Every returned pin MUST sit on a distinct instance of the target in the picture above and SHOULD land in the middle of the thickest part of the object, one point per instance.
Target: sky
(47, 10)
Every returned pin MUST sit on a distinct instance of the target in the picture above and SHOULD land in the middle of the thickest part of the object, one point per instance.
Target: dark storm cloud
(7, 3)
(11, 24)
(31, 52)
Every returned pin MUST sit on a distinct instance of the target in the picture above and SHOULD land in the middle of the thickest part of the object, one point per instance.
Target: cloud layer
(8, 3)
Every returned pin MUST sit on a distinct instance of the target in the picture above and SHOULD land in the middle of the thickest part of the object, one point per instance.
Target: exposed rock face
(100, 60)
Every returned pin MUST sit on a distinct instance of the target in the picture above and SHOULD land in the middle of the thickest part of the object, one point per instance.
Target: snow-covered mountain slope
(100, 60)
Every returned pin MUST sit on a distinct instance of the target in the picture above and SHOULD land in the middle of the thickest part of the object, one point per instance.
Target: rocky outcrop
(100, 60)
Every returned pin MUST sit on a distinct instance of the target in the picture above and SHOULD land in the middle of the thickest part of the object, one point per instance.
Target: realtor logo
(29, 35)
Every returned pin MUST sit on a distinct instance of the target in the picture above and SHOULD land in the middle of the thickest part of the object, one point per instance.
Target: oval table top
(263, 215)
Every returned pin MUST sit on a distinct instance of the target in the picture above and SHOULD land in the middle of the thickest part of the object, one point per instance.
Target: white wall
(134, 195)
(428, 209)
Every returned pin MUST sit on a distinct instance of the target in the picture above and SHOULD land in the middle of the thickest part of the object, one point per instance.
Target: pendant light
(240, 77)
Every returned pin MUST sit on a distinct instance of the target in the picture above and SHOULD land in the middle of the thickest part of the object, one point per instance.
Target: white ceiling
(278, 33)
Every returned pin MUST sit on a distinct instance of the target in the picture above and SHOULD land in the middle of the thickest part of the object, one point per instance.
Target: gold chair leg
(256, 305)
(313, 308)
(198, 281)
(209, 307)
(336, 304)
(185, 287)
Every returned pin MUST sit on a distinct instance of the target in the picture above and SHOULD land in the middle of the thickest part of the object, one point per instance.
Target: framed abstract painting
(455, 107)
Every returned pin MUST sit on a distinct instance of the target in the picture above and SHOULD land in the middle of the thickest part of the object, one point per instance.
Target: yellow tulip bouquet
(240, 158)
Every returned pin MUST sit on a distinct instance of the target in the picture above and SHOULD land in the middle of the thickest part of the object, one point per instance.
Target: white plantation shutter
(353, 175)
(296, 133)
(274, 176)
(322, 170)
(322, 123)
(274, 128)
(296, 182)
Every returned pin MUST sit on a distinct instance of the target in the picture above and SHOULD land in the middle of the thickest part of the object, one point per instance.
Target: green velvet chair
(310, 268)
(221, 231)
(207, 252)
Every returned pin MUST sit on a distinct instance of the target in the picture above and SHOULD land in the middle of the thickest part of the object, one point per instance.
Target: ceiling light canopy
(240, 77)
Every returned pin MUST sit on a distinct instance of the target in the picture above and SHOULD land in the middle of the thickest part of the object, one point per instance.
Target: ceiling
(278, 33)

* _EXERCISE INSTRUCTIONS_
Extract all the material, leaving every line as it is.

* _THE COMPLETED TASK_
Every returned pin MUST sit on a distinct instance of the target in the picture above and SHOULD land in the middle of the thickest part of the object, one point per instance.
Target: sky
(47, 10)
Every returned pin MUST sit on a distinct instance of the target in the picture above and SHOULD land in the middle of the thickest part of the object, one point per instance.
Target: dark storm cloud
(7, 3)
(11, 24)
(31, 52)
Every returned pin MUST sit on a distinct instance of the target in the picture above and SHOULD land in the middle of the thickest part of the object, one point per instance.
Target: cloud layer
(8, 3)
Every returned pin MUST sit on a distinct instance of the target in the picture above and SHOULD land in the middle of the thickest part of the object, one point per instance.
Target: exposed rock face
(100, 60)
Every returned pin MUST sit on a distinct instance of the target in the picture above and SHOULD land in the middle of the thickest part of the object, one point per instance.
Target: snow-covered mountain slope
(100, 60)
Every returned pin MUST sit on a distinct instance of the target in the picture above and SHOULD land in the middle of the thickest part of the object, one point per instance.
Target: rocky outcrop
(100, 60)
Every returned pin MUST sit on a distinct instance of the target in the picture above and SHOULD land in the middle of the thickest part of the object, one point per instance.
Target: realtor logo
(29, 35)
Every returned pin MUST sit on a distinct instance of the target in the picture above and SHOULD land in the middle of the thickest part of the object, one point per instance.
Target: oval table top
(263, 215)
Every returned pin MUST sit on a distinct instance of the target in the picture above and SHOULD land in the middle of the thickest part of the object, one point per instance.
Target: white wall
(134, 195)
(428, 209)
Every returned pin MUST sit on a distinct instance of the target in the picture above and SHOULD land in the middle of the thickest part of the object, one point per instance.
Target: pendant light
(240, 77)
Every returned pin MUST sit on a distinct instance of the target in the picture above and SHOULD land in the middle of the thickest part of the object, one point per instance.
Target: white ceiling
(278, 33)
Every returned pin MUST sit on a distinct instance of the target in the picture above and SHOULD land in the middle of the thickest part of the object, one point per instance.
Target: gold chair leg
(256, 305)
(313, 308)
(198, 281)
(209, 307)
(336, 304)
(185, 287)
Every returned pin MUST sit on a distinct instance of the target in the picture above and SHOULD land in the middle of the thickest part of the object, one point per instance.
Target: framed abstract painting
(455, 107)
Every returned pin MUST sit on a distinct instance of the target in the picture above and SHOULD land in the middle of the thickest part of the object, one point per instance.
Target: yellow tulip bouquet
(240, 158)
Every returned pin MUST sit on a distinct instance of the target in the picture above and SHOULD land in the middle of the thickest part of the object, one point per instance.
Target: white plantation shutter
(353, 175)
(296, 133)
(274, 176)
(322, 170)
(322, 123)
(274, 128)
(296, 182)
Every returned pin MUST sit on a distinct instance of the target in the picture above and SHOULD land in the middle of the thickest part of the object, one point per instance.
Target: green velvet chair
(310, 268)
(221, 231)
(207, 252)
Every returned pin MUST sit on a distinct instance of the target in the picture above and SHOULD land in the middle of the thickest part of the object, one point per instance.
Target: ceiling light canopy
(240, 77)
Every returned pin MUST sit on a distinct instance of the target in the picture above and SHOULD land in the middle of the thickest part of the object, one point per instance.
Target: ceiling
(278, 33)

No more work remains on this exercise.